**WHAT THE EXERCISE ASKS:** Rewrite every line of the listing below, swapping "marker" for "point" and keeping everything else unchanged. Leave the pictures out of your answer.

Point labeling examples:
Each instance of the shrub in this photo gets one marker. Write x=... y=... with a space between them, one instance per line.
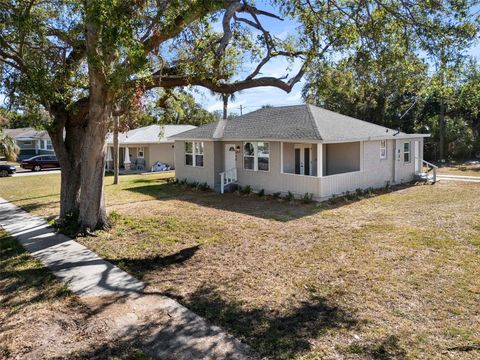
x=245 y=190
x=289 y=196
x=307 y=198
x=203 y=186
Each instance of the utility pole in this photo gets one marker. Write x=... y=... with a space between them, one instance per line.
x=225 y=106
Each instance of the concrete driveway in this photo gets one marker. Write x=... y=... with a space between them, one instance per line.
x=37 y=173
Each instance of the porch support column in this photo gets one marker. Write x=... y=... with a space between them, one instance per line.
x=126 y=161
x=109 y=157
x=319 y=160
x=281 y=157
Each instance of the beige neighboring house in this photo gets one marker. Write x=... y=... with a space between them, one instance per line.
x=141 y=148
x=302 y=149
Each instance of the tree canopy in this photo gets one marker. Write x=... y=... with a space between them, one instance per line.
x=84 y=61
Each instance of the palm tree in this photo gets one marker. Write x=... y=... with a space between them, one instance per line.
x=8 y=147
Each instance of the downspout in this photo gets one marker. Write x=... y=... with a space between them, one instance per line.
x=394 y=160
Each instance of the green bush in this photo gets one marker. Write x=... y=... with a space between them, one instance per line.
x=245 y=190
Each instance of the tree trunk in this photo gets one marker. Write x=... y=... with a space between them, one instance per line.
x=92 y=198
x=116 y=151
x=441 y=127
x=225 y=105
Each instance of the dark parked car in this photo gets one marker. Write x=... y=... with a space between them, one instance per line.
x=6 y=170
x=40 y=162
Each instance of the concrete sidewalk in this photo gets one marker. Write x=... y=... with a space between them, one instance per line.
x=459 y=178
x=164 y=328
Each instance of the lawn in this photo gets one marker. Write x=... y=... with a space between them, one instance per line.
x=460 y=169
x=390 y=276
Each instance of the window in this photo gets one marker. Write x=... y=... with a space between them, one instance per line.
x=194 y=153
x=263 y=154
x=256 y=156
x=406 y=152
x=199 y=154
x=383 y=149
x=189 y=153
x=249 y=156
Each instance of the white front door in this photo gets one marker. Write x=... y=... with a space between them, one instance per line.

**SOLUTION TO THE PROBLEM:**
Each instance of the shrub in this photo gets one point. Write x=... y=... with a space between them, one instance per line.
x=245 y=190
x=289 y=196
x=307 y=198
x=203 y=186
Each instance of the utility pole in this photo gets one point. Write x=... y=... with a space between them, one instance per line.
x=225 y=106
Each instance of the concrete driveway in this photo gets one point. Write x=... y=... with a space between them, one instance per line.
x=37 y=173
Each instance of the porch support column in this photo gets one point. Write x=... y=... with a space between them, one instance per line.
x=126 y=161
x=109 y=157
x=319 y=160
x=281 y=157
Each instance of the beige neighboring house in this photo gets one point. Write x=... y=... with a space between them, one instance per line.
x=141 y=148
x=302 y=149
Each instance of the tree canopy in this photo gets one point. Write x=... y=... with a space between them, one instance per line.
x=84 y=61
Each instance of the palm tree in this photo gets one point. Write x=... y=... with a space between them, one instance per line.
x=8 y=147
Each instance of the downspout in this photo gets one point. Write x=... y=... with a space between them, one instance per line.
x=394 y=160
Each instance of the green bush in this photo gets one point. Write x=... y=... with a space between them, one instance per line.
x=245 y=190
Each instance of the tree trunk in this photo gets one point. Write x=... y=... with a space between them, one instance per line.
x=92 y=198
x=116 y=151
x=441 y=127
x=225 y=105
Each instance of the dark parked car in this photo gets one point. Write x=... y=... with a space between them, one instance per line.
x=6 y=170
x=40 y=162
Each instance of the concrete sidewalk in this photo gets one point. Write x=... y=... with a space between them, one instance per line.
x=459 y=178
x=164 y=328
Each instance of the lawn in this photo gets one point. Write x=... y=... with a space between them, one instance per line.
x=460 y=169
x=390 y=276
Each instance of the window in this photo gets one point. Write x=... y=... with a space between them, one instance per line.
x=194 y=153
x=263 y=154
x=256 y=156
x=406 y=152
x=199 y=154
x=383 y=149
x=189 y=153
x=249 y=156
Each instance of the white front door in this photo gets one point. Write x=... y=... with a space between them, one instance per line.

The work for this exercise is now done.